WHAT YOU WILL DO
Count the lines below that contain the string "clicks", matching case, and give only the number.

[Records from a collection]
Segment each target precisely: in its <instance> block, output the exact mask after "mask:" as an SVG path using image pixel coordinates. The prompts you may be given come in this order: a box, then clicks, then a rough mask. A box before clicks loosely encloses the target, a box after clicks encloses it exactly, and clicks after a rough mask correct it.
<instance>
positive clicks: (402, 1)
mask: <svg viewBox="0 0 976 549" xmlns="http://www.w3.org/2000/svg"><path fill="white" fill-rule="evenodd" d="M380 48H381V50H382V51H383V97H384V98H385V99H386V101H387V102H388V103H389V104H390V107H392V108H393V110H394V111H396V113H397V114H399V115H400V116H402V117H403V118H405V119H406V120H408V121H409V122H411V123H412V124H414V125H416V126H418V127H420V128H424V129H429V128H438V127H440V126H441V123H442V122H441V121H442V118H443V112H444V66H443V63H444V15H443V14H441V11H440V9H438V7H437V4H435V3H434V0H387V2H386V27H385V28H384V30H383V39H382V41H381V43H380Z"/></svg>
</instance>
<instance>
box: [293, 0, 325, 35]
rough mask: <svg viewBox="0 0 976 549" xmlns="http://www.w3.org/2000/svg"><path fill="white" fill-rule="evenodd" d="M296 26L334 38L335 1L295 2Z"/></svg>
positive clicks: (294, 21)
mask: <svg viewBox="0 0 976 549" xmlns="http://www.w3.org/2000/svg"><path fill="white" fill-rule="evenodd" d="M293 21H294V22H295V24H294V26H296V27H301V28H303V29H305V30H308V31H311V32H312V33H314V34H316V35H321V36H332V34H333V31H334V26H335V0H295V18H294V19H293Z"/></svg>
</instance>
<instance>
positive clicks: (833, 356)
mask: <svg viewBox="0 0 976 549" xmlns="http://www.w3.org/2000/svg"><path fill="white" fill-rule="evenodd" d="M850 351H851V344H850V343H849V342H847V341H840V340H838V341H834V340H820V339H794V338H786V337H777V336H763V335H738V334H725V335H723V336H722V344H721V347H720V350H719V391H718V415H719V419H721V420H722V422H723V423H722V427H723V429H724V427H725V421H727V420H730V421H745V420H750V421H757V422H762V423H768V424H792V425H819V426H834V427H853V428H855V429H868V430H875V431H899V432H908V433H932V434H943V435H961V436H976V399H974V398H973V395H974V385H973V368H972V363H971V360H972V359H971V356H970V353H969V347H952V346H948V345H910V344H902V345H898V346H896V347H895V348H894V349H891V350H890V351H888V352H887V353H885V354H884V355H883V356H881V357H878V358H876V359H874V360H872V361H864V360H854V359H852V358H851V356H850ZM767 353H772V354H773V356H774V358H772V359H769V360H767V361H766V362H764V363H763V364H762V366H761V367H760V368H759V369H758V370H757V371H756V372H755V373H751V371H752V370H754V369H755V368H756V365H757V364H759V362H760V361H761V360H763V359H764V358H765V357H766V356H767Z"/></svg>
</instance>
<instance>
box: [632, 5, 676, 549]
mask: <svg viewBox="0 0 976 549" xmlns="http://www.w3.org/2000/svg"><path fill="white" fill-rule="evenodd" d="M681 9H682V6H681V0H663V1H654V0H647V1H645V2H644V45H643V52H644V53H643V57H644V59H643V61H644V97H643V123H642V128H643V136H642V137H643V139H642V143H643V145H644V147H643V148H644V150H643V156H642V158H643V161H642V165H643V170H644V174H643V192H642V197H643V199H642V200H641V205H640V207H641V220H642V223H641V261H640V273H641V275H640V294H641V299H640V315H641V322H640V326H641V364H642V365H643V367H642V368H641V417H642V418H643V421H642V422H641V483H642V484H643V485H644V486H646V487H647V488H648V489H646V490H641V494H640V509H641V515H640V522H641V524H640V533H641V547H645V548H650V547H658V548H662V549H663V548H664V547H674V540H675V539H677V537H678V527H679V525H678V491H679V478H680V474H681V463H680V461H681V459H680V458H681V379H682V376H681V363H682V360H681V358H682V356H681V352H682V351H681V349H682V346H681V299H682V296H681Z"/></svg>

EXERCISE RESULT
4